### EXTRACTED TEXT
— start —

Good question,I'm glad you asked it, and I will follow this thread with you so I can find some answers to.


----------



## bobj3 (Jan 17, 2006)

Hi sofasurfer

If you are rich by the higher end bits or if you make a buck with your tools buy the higher end ones, but if you are like most buy the middle of the road bits ,,for your now and than projects.........you will be hard press to wipe out most router bits in your now and than things.
But I will say sometimes you will want the best money can buy and then do so but I will say you will and can break the bank doing so.

I know that's a cop out but it's comes down to the buck for most..
But if you can put out 3000.oo for a table saw or 800.oo bucks for a Festool router or 500.oo bucks for Festool hand power hand saw than router bits are not a big deal..

=======



sofasurfer said:


> Or maby I should say a high quality and a low quality bit. Or a name brand and a non-name brand bit.
> 
> 1) As far as I know the most important thing is the carbide. Are differant grades of carbide used? How do I tell if I'm getting quality carbide? Is sharpness super important, since after a couple of uses a sharp edge may not be as sharp as when it was new?
> 
> ...


----------



## CanuckGal (Nov 26, 2008)

Yes there are different grades of carbide that do make better bits. You can find a chart of carbide grades here.
A better grade of carbide will have a better finish and will be sharper. But yes *all* bits dull with use.
You can also find more technical information on carbides and steels from Carbide Processors.

For everyday routing, your middle of the road bits are probably a good choice. If I was going to do a special project, like make my own kitchen cabinets, I might opt to pay for a better bit. It's a personal choice in my opinion.


----------



## Mike Wingate (Apr 26, 2009)

1.Quality of Carbide.
2.Thickness of Carbide.
3.Quality of brazing Carbide to shank.
4. Balance of bit.
5.Concentricity of bit and bearings if fitted.
6.Quality of bearings and attachment bolt.

I started off with HSS bits. Then found some really good Israeli made bits. Then Trend, then NLCS. School generally buys a set of no name Chinese bits every other year. I am still using old but good bits. Buy quality once, buy cheap often. My colleagues really know how to burn bits up. Forcing them into ply and chipboard.


----------



## xplorx4 (Dec 1, 2008)

Yes there is a difference, I have run some of the middle to upper quality bits and I have run some real cheap bits. I will avoid the cheap ones in the future. One other thing to do is keep your bits clean and free of resin, etc. Care and Sharpening of Router Bits | Router Bit Sharpening & Cleaning has info on bit maintance and cleaner. Anouther is Bit & Blade Cleaner-16oz.-Sommerfeld's Tools For Wood and ON SALE! - Saw Blade/Router Bit Cleaning Kit - Rockler Woodworking Tools. I am sure someone here has a secret formula they use. Just looking at it Rockler has a good sale right now on theirs.

— end —

### WRITTEN TASKS
a. Return the rows word for word, starting with the line that contains "In this photo, where can the window" and going on through the last line of the rows, with both of those lines included. Leave the pictures out.
b. Carry the forum thread on cheap versus quality router bits further, picking up after its final post.
The forum thread about router bits has no connection to the rows that come after it.

### PROVIDED DATA
— start —

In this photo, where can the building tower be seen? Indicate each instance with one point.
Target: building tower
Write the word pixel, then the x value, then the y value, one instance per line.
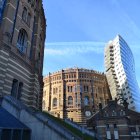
pixel 22 36
pixel 120 72
pixel 75 93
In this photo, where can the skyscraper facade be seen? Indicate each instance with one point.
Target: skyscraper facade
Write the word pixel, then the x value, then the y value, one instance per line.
pixel 22 36
pixel 120 72
pixel 75 93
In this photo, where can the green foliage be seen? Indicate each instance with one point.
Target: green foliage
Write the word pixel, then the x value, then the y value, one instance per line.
pixel 69 127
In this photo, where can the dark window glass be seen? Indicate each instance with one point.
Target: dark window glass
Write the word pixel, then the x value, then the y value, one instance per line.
pixel 70 100
pixel 54 102
pixel 14 88
pixel 2 3
pixel 22 41
pixel 86 100
pixel 16 135
pixel 20 90
pixel 6 134
pixel 24 14
pixel 26 135
pixel 29 19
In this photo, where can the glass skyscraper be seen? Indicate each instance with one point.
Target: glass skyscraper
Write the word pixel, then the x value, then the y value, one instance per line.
pixel 120 72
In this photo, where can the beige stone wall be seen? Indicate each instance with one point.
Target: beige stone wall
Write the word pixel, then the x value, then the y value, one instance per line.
pixel 21 66
pixel 78 84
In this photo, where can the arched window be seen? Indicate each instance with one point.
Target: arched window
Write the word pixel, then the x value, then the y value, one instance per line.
pixel 24 14
pixel 54 102
pixel 28 19
pixel 22 40
pixel 70 100
pixel 86 100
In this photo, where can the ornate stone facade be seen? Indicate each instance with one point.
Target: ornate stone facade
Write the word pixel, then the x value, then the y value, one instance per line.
pixel 22 36
pixel 116 122
pixel 75 93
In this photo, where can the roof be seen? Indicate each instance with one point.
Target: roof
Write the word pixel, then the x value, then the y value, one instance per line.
pixel 9 121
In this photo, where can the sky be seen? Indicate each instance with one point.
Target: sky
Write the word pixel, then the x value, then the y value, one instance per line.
pixel 78 30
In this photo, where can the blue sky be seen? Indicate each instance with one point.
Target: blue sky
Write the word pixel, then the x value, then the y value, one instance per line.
pixel 77 31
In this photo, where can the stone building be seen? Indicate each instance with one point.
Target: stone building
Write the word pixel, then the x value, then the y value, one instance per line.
pixel 75 93
pixel 120 73
pixel 22 36
pixel 115 122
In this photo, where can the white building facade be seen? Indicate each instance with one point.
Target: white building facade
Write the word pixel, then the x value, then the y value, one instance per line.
pixel 120 72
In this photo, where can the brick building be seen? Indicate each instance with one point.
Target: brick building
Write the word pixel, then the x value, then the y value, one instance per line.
pixel 22 36
pixel 75 93
pixel 115 122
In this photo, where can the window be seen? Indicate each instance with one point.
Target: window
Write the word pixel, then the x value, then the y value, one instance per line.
pixel 86 100
pixel 14 88
pixel 6 134
pixel 43 105
pixel 55 102
pixel 19 90
pixel 22 41
pixel 2 5
pixel 85 88
pixel 70 100
pixel 29 19
pixel 114 113
pixel 24 14
pixel 69 88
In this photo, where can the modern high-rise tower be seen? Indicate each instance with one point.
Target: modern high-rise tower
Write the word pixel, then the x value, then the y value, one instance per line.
pixel 120 72
pixel 22 37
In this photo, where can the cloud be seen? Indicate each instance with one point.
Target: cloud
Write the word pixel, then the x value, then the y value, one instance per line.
pixel 72 48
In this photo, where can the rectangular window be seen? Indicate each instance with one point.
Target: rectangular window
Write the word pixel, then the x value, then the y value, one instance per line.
pixel 6 134
pixel 14 88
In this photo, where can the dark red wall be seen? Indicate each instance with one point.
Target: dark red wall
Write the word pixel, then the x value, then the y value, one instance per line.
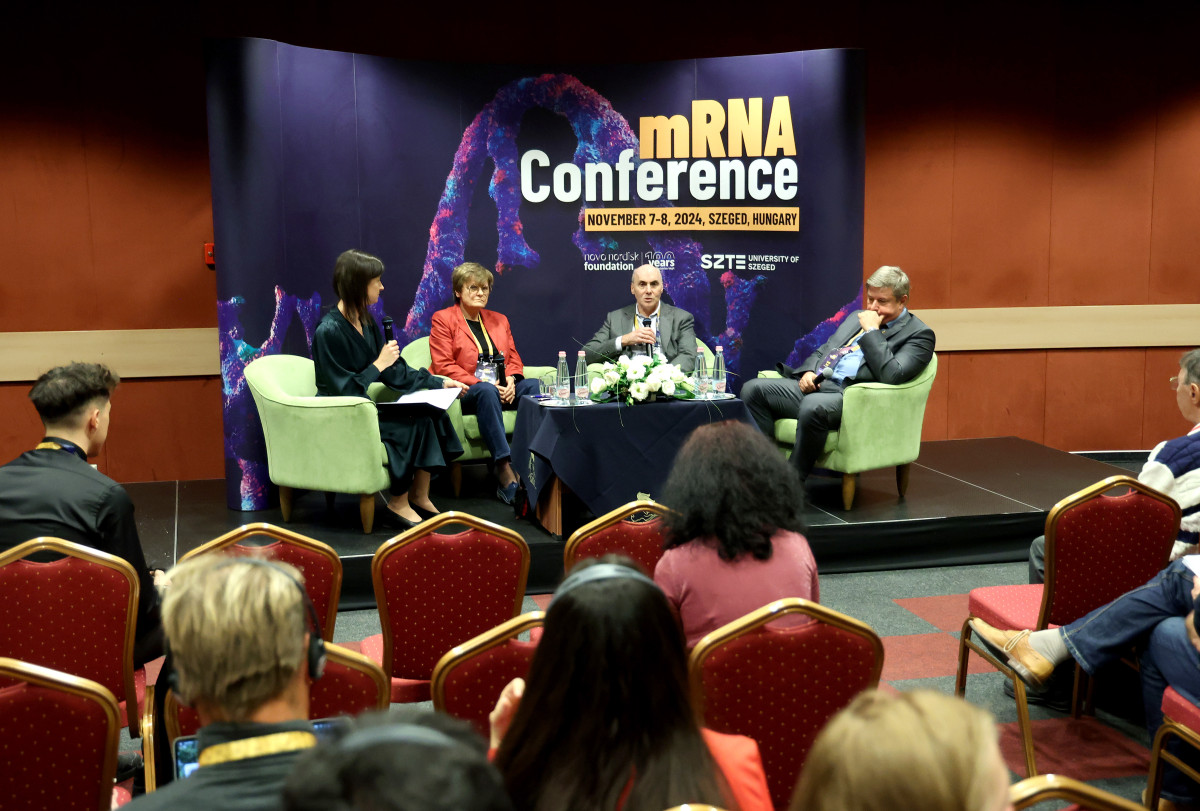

— end —

### IN RESPONSE
a.
In this photo, where can the window be seen? Indicate each instance with one point.
Target: window
Write the word pixel, then the x value, then the y value, one instance per line.
pixel 86 100
pixel 14 88
pixel 6 134
pixel 43 105
pixel 55 102
pixel 19 90
pixel 22 41
pixel 2 5
pixel 85 88
pixel 70 100
pixel 29 19
pixel 114 113
pixel 24 14
pixel 69 88
In this photo, where can the modern high-rise tower be seen? Indicate each instance with one point.
Target: modern high-rise tower
Write the word pixel, then the x value, then the y value, one instance per line.
pixel 120 72
pixel 22 37
In this photo, where can the cloud be seen? Indicate each instance with one point.
Target: cloud
Write the word pixel, then the x value, then the y value, one instance per line.
pixel 72 48
In this photo, where can the rectangular window be seen? Indicate each instance with one point.
Target: rectangular window
Write the word pixel, then the x value, then the y value, one instance per line.
pixel 6 134
pixel 14 88
In this photo, where can the dark red wall be seen? Indicate each instance with one point.
Target: dark red wall
Write the word pixel, then the x value, then the y value, one instance per line.

b.
----------



## BigJimAK (Mar 13, 2009)

*Bit cleaner suggestion*

This is key for me, living in Alaska. This suggestion may carry a different weight for you depending upon your location. Many solvents are "ground shipping only" or require other special shipping that can be expensive. Check on shipping rates or even better, consider buying it when a place offers "free shipping". 

Here, shipping a quart of BBQ starting fluid from Seattle would cost $30-$60 in freight. In that case, you're better off finding a local store (big box or local specialty that orders by the semi trailer load) and having them ship it with their next stock order.

About 35 years ago, while in HS, I was working for an auto parts store and was making a delivery to the local Mercedes dealer. They had a customer in there who was totally p*ssed off; he'd told them to rush the 1 qt. of touch-up paint for his car after a fender-bender. The paint had cost $60, but the freight was $300 because the factory had strapped it to a full-sized pallet and put it on a truck.

Just a heads-up that freight may not be your friend!


----------



## jschaben (Jun 21, 2009)

BigJimAK said:


> About 35 years ago, while in HS, I was working for an auto parts store and was making a delivery to the local Mercedes dealer. They had a customer in there who was totally p*ssed off; he'd told them to rush the 1 qt. of touch-up paint for his car after a fender-bender. The paint had cost $60, but the freight was $300 because the factory had strapped it to a full-sized pallet and put it on a truck.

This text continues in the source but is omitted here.